EXERCISES TO COMPLETE:
1/ In the interview, which exhibition at the Smithsonian NMNH did the speaker help develop?
2/ Print the part of the interview from "What would your" to "out in nature.".

** begin TEXT SEGMENT **

Most people have some kind of connection to nature, wherever they come from, and often that links back to childhood experiences or family. Many will have collected a shell, rock or pinecone and had it sitting on their windowsill at some point in their life! Natural history collections can feel very familiar for that reason, and most people are primed to appreciate beauty in the natural world. Natural history is the least abstract type of science so as well as that sense of awe and beauty I also think many people find it accessible in a way that other disciplines sometimes aren’t.

What do you think are the biggest challenges facing natural science collections right now?

I think most natural science collections institutions are recognising the opportunity, and perhaps responsibility, that we have to engage people with our collections to help them make sense of some of the most important issues of our time, like climate change and the biodiversity crisis. How we digitise collections, conserve them and make them accessible to the widest possible audience are all important challenges that we are facing that tie in to how we can best connect people with these big global issues.

What would your career be in an alternate universe without museums?

I’ve been lucky enough to do a lot of fieldwork and spend time in the outdoors for work, which has always been my favourite part of the job. There are so many compelling stories that help people understand science and to think critically about the world around them that can be told through nature, so without museums I’d probably still be talking to people about science but doing it out in nature.

What is your favourite museum, and why?

A biased answer because I helped develop it – but the Deep Time exhibition at Smithsonian NMNH is a beautiful example of how to put life into context, both humans in the context of the vast history of life on our planet, and all the life that has gone before us in the context of its environment. A less biased answer is the Tenement Museum in New York; it brings human histories to life and they also create a space for people to come together and have effective dialogue about contemporary issues.

** end TEXT SEGMENT **
** begin DATA RECORDS **

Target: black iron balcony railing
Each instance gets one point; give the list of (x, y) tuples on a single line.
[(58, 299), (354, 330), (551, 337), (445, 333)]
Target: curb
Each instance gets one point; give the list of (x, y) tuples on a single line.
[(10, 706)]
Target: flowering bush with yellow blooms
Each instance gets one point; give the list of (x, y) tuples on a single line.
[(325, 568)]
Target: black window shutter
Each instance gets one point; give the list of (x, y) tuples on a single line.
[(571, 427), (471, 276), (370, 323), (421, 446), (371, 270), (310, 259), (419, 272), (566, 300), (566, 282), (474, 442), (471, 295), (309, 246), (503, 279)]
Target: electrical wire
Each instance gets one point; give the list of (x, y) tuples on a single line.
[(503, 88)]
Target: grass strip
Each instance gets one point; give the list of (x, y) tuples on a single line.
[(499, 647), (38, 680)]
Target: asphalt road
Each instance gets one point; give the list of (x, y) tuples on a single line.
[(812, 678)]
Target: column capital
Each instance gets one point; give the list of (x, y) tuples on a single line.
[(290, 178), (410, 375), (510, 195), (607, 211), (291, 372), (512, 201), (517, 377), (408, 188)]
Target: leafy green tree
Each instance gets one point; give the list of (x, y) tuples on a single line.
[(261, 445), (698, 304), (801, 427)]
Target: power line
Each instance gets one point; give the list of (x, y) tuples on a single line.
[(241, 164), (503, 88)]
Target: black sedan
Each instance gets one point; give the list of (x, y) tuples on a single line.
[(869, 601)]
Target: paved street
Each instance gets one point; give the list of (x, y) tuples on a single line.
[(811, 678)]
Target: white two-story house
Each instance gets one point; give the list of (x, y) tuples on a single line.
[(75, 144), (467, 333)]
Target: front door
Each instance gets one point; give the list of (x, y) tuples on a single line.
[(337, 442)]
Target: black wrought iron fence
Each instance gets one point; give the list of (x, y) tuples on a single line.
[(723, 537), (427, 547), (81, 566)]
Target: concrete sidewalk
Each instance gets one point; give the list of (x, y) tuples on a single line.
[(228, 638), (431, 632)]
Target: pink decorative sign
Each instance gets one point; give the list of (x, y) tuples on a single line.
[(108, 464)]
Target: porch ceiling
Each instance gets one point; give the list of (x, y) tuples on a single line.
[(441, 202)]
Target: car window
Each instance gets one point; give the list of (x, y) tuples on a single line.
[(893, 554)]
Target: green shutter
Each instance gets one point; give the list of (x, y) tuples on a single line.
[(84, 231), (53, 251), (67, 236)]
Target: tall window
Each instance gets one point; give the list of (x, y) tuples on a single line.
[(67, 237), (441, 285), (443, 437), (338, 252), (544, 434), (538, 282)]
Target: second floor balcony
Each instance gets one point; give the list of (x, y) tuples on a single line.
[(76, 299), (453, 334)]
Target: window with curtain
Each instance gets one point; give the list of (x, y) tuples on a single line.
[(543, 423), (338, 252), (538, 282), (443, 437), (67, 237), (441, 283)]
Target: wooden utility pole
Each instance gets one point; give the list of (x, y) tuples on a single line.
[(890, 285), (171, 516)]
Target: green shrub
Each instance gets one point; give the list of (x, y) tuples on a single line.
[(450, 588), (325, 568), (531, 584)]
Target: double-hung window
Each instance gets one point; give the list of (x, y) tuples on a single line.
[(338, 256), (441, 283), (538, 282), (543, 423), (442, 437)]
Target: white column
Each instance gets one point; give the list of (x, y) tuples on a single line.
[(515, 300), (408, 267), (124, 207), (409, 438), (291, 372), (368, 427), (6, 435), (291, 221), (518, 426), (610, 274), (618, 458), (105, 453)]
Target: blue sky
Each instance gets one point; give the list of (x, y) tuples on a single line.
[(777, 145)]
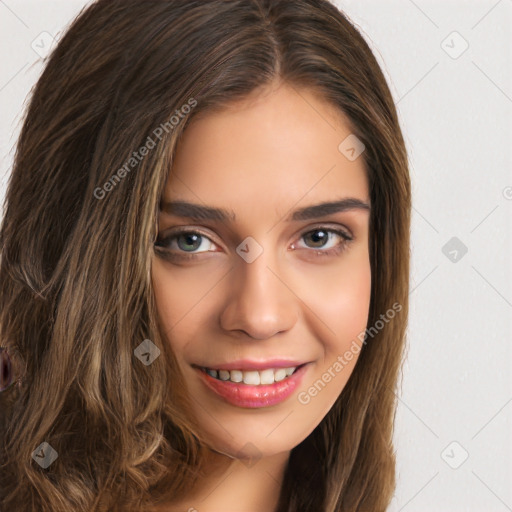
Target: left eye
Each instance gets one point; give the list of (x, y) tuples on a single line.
[(189, 242), (321, 235)]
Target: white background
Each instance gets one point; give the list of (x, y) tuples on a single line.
[(455, 108)]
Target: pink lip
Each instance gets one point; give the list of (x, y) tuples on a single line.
[(245, 395), (252, 364)]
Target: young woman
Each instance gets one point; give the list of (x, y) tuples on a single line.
[(204, 265)]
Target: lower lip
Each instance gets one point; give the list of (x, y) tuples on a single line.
[(245, 395)]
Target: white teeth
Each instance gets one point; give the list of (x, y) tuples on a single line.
[(236, 375), (267, 376), (280, 374), (252, 377)]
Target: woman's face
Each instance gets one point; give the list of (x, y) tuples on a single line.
[(268, 285)]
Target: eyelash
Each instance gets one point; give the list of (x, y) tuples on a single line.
[(334, 251)]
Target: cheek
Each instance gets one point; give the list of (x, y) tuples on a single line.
[(341, 300), (181, 296)]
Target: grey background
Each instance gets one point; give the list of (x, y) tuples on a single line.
[(454, 420)]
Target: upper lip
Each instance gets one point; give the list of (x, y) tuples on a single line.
[(252, 364)]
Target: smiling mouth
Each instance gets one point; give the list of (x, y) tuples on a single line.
[(252, 377)]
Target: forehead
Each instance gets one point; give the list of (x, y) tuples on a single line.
[(266, 153)]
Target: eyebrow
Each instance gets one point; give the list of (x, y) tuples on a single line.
[(200, 212)]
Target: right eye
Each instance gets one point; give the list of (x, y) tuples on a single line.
[(184, 241)]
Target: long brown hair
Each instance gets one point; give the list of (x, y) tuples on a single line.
[(77, 237)]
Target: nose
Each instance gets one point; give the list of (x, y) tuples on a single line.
[(261, 303)]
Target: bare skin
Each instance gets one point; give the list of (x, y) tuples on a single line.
[(301, 299)]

** end DATA RECORDS **

EXPECTED RESPONSES:
1/ The Deep Time exhibition.

2/
What would your career be in an alternate universe without museums?

I’ve been lucky enough to do a lot of fieldwork and spend time in the outdoors for work, which has always been my favourite part of the job. There are so many compelling stories that help people understand science and to think critically about the world around them that can be told through nature, so without museums I’d probably still be talking to people about science but doing it out in nature.